[Opening Selected passage section]

The UK higher education sector should lobby for a joint visa scheme with the European Union to enable academics to continue travelling freely within the region, a policy expert has said.
Simon Hix, the Harold Laski professor of political science and pro director (research) at the London School of Economics and Political Science, said that although Brexit ends “complete free movement of labour” between the UK and the EU, “a conversation needs to be started about potentially an EU/UK blue card scheme” that would allow free movement for certain workers for fixed time periods.
He said the higher education sector should work with other service sectors, such as the arts, media, financial and legal sectors, to push for such an initiative.
“A lot of the services sectors in the UK would find this very attractive because they are very reliant on that talent pool. Part of it is a global talent pool, but a lot of it is a European talent pool that we’ve been used to,” he said during an LSE event on the impact of Brexit on higher education.
Last year, the UK government announced a new global talent scheme that will fast-track visa applications from foreign researchers, including EU citizens. However, Professor Hix, a leading researcher on European and comparative politics, said this scheme “could end up being incredibly bureaucratic, despite the fact they’ll try to make it as light touch as possible” and argued that there would be value in creating an EU-specific programme.
“No one’s going to argue about, say, giving an academic a five-year or a 10-year blue card visa that allows them to live anywhere on the Continent or in the UK…That’s not what the [Brexit] debate about immigration was about – it was not about high-skilled workers in HE or the creative industries or financial services,” he said.
The EU already has a blue card programme for non-EU citizens who are looking to work in the bloc. However, there have been concerns about the limited use of the scheme and there are plans to reform the policy.
Professor Hix said that there was also potential for the new Turing student mobility scheme – the UK’s replacement for Erasmus+ – to include “a European pillar”.
“A lot of British universities would be interested in developing a European element of the Turing scheme. I don’t see any contradiction between having the Turing scheme as a global scheme and then having a European path within that that allows students to have exchanges a bit like the Erasmus exchanges,” he said.
However, Professor Hix added that the UK’s attractiveness and ability to attract and retain EU talent would depend as much on the country’s domestic policy agenda as on its future negotiations with the EU.
“If higher education in the UK gets pushed towards a much more instrumental, business-oriented, skills-type agenda, two-year type degree programmes, I really think that’s potentially very dangerous, and I think that could actually reduce our competitiveness globally and reduce our ability to hold on to a lot of continental European talent,” he said.
Wendy Thomson, vice-chancellor of the University of London, who also spoke at the event, said higher education “ought to make ourselves more prominent in the debate on European trade negotiations than we have done”.
“We have every reason to feel that we’re an important part of the global Britain trade and influencing agenda, and we have got to reflect on how we didn’t manage to make ourselves more prominent in those negotiations than we did. I don’t have an answer to that, but it’s one I think we need to find if we want to influence the next stage forward,” she said.
Professor Thomson added that the dual challenges of Covid-19 and Brexit mean that “the bandwidth in government is incredibly thin”, but she suggested that this could provide an opportunity for the higher education sector to take initiative on future policy agreements with the EU.
“We need to see if we can be trusted enough to take on some of these challenges, work alongside government and come up with clever schemes of the kind that Simon’s mentioned that will be in the interests of global Britain but also which nobody [in government] has the time to figure out,” she said.
Beth Thompson, head of UK and EU policy and advocacy at the Wellcome Trust, said it was important for the research community to continue to “demonstrate the value” of participating in Horizon Europe, suggesting that while the UK had made the decision to participate in the programme now, future membership was not guaranteed.

[Closing Selected passage section]
[Opening Entries shown section]

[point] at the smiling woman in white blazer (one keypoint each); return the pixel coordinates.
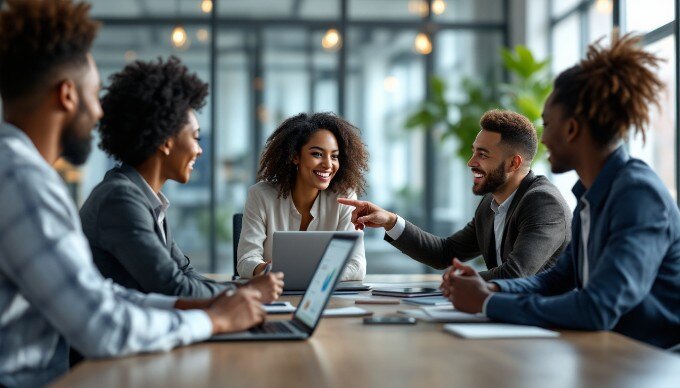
(307, 164)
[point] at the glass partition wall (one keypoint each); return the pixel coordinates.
(367, 60)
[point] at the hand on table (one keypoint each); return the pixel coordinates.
(465, 288)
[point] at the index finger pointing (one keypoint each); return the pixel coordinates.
(351, 202)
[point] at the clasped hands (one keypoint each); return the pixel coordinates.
(463, 286)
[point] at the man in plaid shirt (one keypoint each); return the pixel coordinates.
(51, 294)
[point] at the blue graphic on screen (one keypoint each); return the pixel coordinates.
(330, 267)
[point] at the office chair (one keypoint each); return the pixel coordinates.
(237, 224)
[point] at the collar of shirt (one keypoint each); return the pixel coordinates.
(502, 208)
(159, 202)
(7, 129)
(600, 188)
(314, 211)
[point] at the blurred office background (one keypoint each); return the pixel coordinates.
(369, 61)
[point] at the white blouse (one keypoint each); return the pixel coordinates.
(266, 213)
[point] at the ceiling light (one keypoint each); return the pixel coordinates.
(179, 36)
(331, 40)
(206, 6)
(438, 7)
(202, 34)
(422, 44)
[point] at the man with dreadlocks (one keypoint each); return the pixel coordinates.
(621, 271)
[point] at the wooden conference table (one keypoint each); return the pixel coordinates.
(345, 353)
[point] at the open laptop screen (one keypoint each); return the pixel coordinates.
(330, 267)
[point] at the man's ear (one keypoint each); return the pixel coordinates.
(68, 97)
(574, 129)
(167, 146)
(516, 162)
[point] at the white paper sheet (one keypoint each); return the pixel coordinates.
(498, 330)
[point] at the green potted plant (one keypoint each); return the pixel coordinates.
(528, 89)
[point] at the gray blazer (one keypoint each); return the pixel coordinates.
(537, 229)
(127, 244)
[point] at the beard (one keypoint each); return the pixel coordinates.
(492, 181)
(76, 141)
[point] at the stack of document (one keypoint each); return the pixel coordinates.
(498, 330)
(428, 301)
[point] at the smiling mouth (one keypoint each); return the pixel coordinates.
(323, 175)
(477, 175)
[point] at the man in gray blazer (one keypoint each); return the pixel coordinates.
(521, 224)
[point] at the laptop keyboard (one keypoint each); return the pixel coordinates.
(271, 327)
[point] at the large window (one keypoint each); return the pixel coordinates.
(575, 24)
(655, 18)
(268, 60)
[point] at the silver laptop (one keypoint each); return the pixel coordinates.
(296, 255)
(306, 317)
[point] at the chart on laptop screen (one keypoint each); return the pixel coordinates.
(322, 283)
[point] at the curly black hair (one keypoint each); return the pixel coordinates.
(276, 162)
(39, 38)
(146, 103)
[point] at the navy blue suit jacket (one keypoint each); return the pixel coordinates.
(633, 257)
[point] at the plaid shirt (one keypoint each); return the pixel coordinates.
(51, 294)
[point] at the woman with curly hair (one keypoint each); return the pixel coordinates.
(150, 126)
(308, 163)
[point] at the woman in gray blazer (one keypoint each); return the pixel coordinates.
(150, 126)
(308, 162)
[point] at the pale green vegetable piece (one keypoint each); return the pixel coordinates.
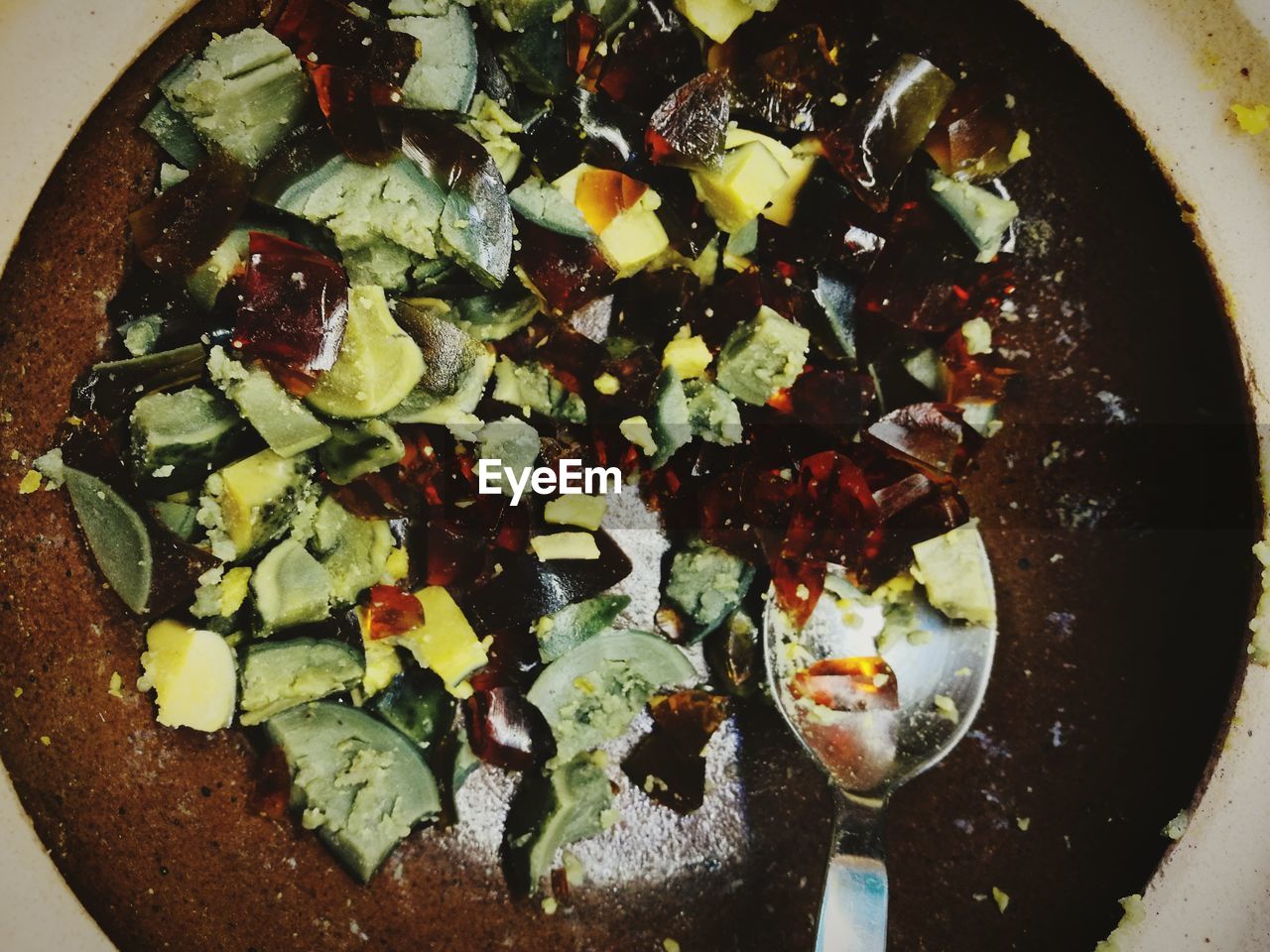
(116, 535)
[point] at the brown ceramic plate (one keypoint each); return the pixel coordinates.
(1119, 506)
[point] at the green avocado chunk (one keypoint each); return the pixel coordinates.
(379, 363)
(983, 216)
(278, 675)
(116, 535)
(291, 588)
(384, 218)
(358, 449)
(670, 424)
(531, 388)
(253, 502)
(515, 16)
(353, 551)
(358, 783)
(543, 203)
(178, 436)
(549, 811)
(707, 584)
(712, 416)
(563, 631)
(244, 94)
(444, 75)
(762, 357)
(417, 703)
(285, 422)
(513, 444)
(957, 578)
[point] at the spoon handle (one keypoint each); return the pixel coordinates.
(853, 907)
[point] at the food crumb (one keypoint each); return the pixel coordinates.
(1176, 828)
(947, 708)
(1252, 119)
(1020, 149)
(1001, 897)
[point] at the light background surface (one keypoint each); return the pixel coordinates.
(1176, 67)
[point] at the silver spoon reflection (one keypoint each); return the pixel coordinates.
(873, 716)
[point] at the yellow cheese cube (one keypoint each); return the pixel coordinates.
(717, 19)
(566, 544)
(381, 661)
(444, 643)
(191, 674)
(575, 509)
(688, 354)
(742, 186)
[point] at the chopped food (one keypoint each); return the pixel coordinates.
(444, 255)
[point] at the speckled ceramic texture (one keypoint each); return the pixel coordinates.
(1118, 504)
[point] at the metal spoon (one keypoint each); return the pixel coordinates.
(906, 720)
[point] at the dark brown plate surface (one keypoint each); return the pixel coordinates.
(1119, 506)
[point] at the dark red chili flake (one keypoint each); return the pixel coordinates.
(835, 402)
(656, 56)
(348, 100)
(503, 728)
(567, 272)
(668, 763)
(691, 125)
(271, 787)
(848, 684)
(834, 515)
(393, 612)
(354, 63)
(793, 85)
(974, 134)
(178, 231)
(581, 35)
(325, 32)
(973, 377)
(294, 309)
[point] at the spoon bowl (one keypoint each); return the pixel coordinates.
(878, 690)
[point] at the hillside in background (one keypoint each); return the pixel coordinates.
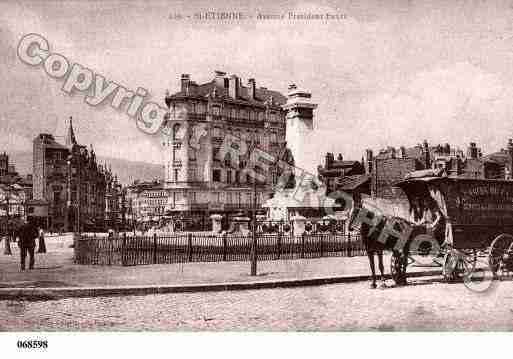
(127, 171)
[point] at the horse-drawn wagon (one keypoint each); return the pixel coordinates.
(476, 222)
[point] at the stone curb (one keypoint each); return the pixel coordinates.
(80, 292)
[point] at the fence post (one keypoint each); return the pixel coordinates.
(225, 245)
(189, 247)
(154, 248)
(349, 254)
(303, 245)
(123, 250)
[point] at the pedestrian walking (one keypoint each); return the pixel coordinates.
(42, 246)
(27, 234)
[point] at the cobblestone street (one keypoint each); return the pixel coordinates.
(423, 305)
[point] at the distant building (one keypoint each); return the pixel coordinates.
(69, 180)
(391, 165)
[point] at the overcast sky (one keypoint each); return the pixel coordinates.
(391, 73)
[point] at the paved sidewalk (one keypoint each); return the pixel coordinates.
(56, 269)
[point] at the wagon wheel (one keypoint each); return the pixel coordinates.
(459, 264)
(398, 264)
(498, 251)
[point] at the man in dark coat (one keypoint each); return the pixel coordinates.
(27, 234)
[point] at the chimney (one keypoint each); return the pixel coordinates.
(455, 166)
(329, 160)
(252, 89)
(402, 152)
(427, 159)
(185, 80)
(472, 150)
(233, 87)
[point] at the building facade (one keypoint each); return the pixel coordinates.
(68, 178)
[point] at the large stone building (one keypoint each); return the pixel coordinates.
(391, 165)
(333, 170)
(68, 178)
(198, 181)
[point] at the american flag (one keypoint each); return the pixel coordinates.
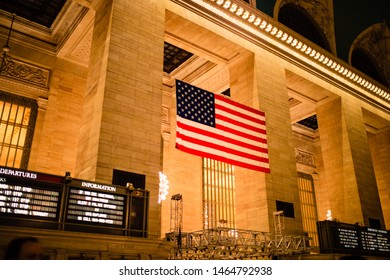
(213, 126)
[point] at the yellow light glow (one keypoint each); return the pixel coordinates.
(294, 43)
(227, 4)
(246, 15)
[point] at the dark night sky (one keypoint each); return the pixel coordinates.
(351, 18)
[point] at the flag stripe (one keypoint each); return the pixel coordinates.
(264, 169)
(238, 124)
(236, 105)
(221, 148)
(218, 152)
(208, 139)
(222, 131)
(241, 134)
(230, 112)
(215, 127)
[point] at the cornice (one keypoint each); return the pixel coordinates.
(40, 38)
(264, 31)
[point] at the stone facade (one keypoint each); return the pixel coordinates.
(118, 112)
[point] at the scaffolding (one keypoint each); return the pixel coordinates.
(223, 243)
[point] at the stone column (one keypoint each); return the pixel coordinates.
(349, 175)
(57, 129)
(259, 81)
(380, 152)
(122, 109)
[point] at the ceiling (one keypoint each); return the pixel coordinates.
(42, 12)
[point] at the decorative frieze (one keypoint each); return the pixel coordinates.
(25, 72)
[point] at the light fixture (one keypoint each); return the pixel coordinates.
(6, 47)
(329, 215)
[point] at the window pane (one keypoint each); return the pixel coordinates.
(218, 194)
(18, 116)
(3, 155)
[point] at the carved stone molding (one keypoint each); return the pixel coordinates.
(376, 41)
(19, 70)
(304, 157)
(321, 12)
(42, 103)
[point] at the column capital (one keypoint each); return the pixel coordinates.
(93, 4)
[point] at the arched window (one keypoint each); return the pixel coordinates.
(17, 121)
(299, 20)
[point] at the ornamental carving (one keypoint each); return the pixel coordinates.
(320, 12)
(304, 157)
(376, 41)
(19, 70)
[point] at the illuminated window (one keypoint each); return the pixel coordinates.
(17, 120)
(308, 207)
(218, 194)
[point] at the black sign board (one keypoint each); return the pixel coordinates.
(29, 201)
(32, 199)
(29, 198)
(338, 237)
(98, 204)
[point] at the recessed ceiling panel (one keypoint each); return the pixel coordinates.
(43, 12)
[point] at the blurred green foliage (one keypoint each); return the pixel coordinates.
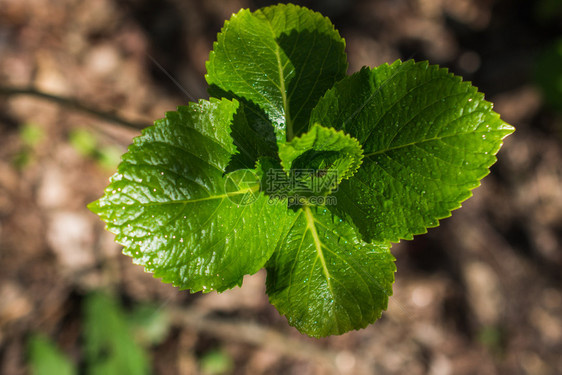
(46, 359)
(216, 362)
(114, 341)
(86, 144)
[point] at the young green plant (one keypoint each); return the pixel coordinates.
(293, 166)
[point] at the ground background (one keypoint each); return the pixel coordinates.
(479, 295)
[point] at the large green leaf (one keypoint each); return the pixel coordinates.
(324, 278)
(428, 139)
(282, 58)
(175, 211)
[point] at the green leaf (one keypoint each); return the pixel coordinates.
(427, 137)
(324, 278)
(46, 359)
(331, 156)
(175, 211)
(108, 343)
(282, 58)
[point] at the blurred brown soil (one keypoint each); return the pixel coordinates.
(481, 294)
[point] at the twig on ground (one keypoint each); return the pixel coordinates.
(71, 104)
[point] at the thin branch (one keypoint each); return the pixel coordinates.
(71, 104)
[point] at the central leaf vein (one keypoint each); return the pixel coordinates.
(311, 226)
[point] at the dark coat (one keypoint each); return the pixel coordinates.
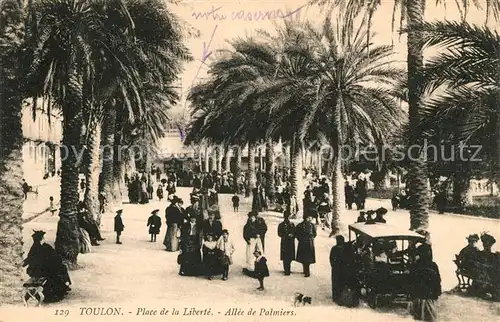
(215, 228)
(173, 215)
(252, 229)
(305, 234)
(119, 224)
(286, 231)
(261, 269)
(425, 280)
(154, 223)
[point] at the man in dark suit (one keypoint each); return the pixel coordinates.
(119, 227)
(154, 224)
(211, 226)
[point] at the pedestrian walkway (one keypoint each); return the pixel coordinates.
(140, 274)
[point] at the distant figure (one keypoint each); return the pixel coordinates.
(380, 212)
(210, 260)
(26, 189)
(159, 192)
(226, 246)
(361, 217)
(154, 224)
(286, 231)
(261, 270)
(236, 202)
(470, 253)
(52, 207)
(119, 227)
(349, 195)
(83, 185)
(305, 234)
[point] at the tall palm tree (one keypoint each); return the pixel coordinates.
(11, 143)
(412, 11)
(465, 67)
(342, 91)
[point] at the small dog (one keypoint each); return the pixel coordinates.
(300, 298)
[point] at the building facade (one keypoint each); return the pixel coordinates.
(42, 136)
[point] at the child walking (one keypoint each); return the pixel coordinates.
(236, 202)
(210, 259)
(225, 245)
(261, 270)
(52, 208)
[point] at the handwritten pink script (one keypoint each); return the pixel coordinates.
(217, 14)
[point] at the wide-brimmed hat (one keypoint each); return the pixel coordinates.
(473, 237)
(253, 213)
(38, 234)
(487, 239)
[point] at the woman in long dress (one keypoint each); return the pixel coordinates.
(174, 219)
(44, 262)
(425, 282)
(190, 257)
(252, 234)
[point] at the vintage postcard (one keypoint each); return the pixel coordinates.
(253, 160)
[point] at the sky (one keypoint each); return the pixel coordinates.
(220, 21)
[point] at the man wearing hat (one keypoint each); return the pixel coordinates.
(379, 218)
(253, 233)
(361, 217)
(305, 234)
(119, 227)
(469, 254)
(154, 224)
(212, 226)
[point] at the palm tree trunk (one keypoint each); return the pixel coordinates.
(218, 158)
(207, 160)
(91, 168)
(295, 170)
(237, 167)
(252, 178)
(227, 165)
(66, 243)
(417, 174)
(270, 184)
(11, 158)
(108, 143)
(338, 197)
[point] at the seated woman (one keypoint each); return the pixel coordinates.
(44, 262)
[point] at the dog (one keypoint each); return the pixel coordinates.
(300, 298)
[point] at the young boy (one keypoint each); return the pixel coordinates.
(261, 270)
(227, 248)
(236, 202)
(52, 209)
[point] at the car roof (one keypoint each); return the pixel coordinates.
(380, 230)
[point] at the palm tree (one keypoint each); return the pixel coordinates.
(338, 89)
(412, 11)
(466, 68)
(11, 143)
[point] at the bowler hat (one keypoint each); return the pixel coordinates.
(473, 237)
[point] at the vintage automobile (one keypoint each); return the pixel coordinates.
(383, 254)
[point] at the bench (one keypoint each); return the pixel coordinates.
(33, 289)
(480, 274)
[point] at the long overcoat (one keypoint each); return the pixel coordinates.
(286, 231)
(154, 223)
(305, 234)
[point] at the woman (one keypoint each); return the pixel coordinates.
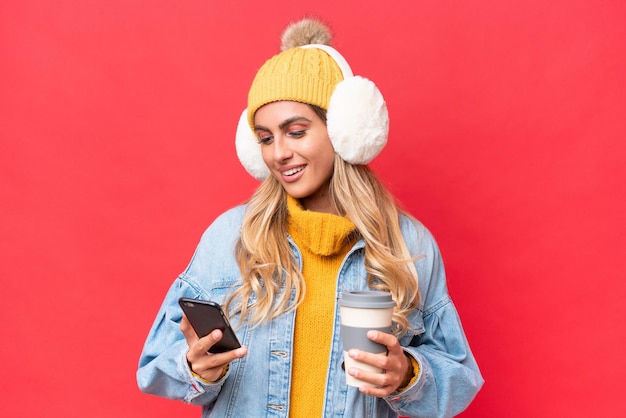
(319, 223)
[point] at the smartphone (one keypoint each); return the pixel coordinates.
(205, 316)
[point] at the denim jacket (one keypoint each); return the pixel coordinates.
(258, 384)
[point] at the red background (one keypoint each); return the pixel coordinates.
(507, 140)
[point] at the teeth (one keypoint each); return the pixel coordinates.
(292, 171)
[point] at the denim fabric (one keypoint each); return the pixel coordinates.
(258, 385)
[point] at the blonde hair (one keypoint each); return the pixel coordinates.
(270, 274)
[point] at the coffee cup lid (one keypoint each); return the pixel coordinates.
(367, 299)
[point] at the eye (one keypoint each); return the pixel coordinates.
(297, 134)
(265, 139)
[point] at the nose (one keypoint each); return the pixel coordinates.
(282, 150)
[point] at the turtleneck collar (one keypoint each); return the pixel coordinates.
(323, 234)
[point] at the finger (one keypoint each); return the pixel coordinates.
(188, 332)
(388, 340)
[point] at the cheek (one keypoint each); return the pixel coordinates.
(266, 154)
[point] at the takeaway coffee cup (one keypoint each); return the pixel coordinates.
(360, 312)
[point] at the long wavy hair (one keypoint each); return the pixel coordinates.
(271, 279)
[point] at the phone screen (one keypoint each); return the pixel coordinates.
(206, 316)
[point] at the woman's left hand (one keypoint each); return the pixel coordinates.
(397, 368)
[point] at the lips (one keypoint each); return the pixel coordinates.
(292, 171)
(292, 174)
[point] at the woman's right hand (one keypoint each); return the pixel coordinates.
(208, 366)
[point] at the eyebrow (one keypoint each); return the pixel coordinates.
(284, 123)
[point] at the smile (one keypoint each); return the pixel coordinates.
(293, 171)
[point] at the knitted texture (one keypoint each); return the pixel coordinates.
(307, 75)
(324, 240)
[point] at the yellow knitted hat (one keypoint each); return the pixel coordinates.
(307, 75)
(309, 70)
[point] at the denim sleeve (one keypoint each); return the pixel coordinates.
(163, 368)
(449, 377)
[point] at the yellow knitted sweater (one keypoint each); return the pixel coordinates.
(324, 240)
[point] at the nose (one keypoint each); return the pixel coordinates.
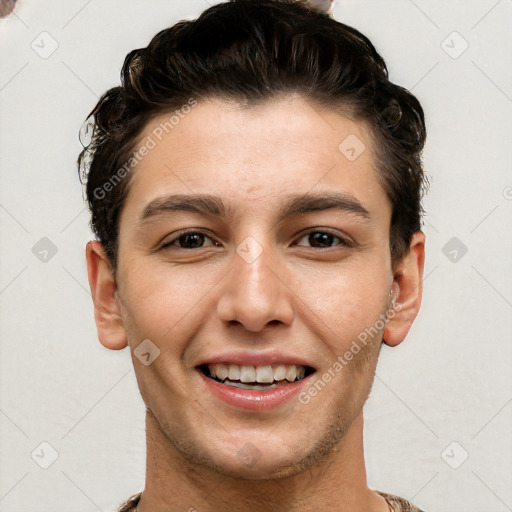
(254, 293)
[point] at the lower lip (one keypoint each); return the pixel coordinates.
(253, 399)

[Closing Entries shown section]

**Questions:**
a) For the article on Brexit and higher education, decide whether each statement agrees with it, and support each yes or no with the deciding words quoted from the article: (i) Simon Hix works at the London School of Economics and Political Science; (ii) the EU's existing blue card program is open to EU citizens; (iii) Beth Thompson said future UK membership of Horizon Europe was guaranteed.
b) Return the stretch of the article on Brexit and higher education from "He said the" through "on higher education.", copied word for word.
The records are unrelated to the article on Brexit and higher education.

**Solved problems:**
a)
(i) Yes: "Simon Hix, the Harold Laski professor of political science and pro director (research) at the London School of Economics and Political Science"
(ii) No: "The EU already has a blue card programme for non-EU citizens who are looking to work in the bloc."
(iii) No: "future membership was not guaranteed"

b)
He said the higher education sector should work with other service sectors, such as the arts, media, financial and legal sectors, to push for such an initiative.
“A lot of the services sectors in the UK would find this very attractive because they are very reliant on that talent pool. Part of it is a global talent pool, but a lot of it is a European talent pool that we’ve been used to,” he said during an LSE event on the impact of Brexit on higher education.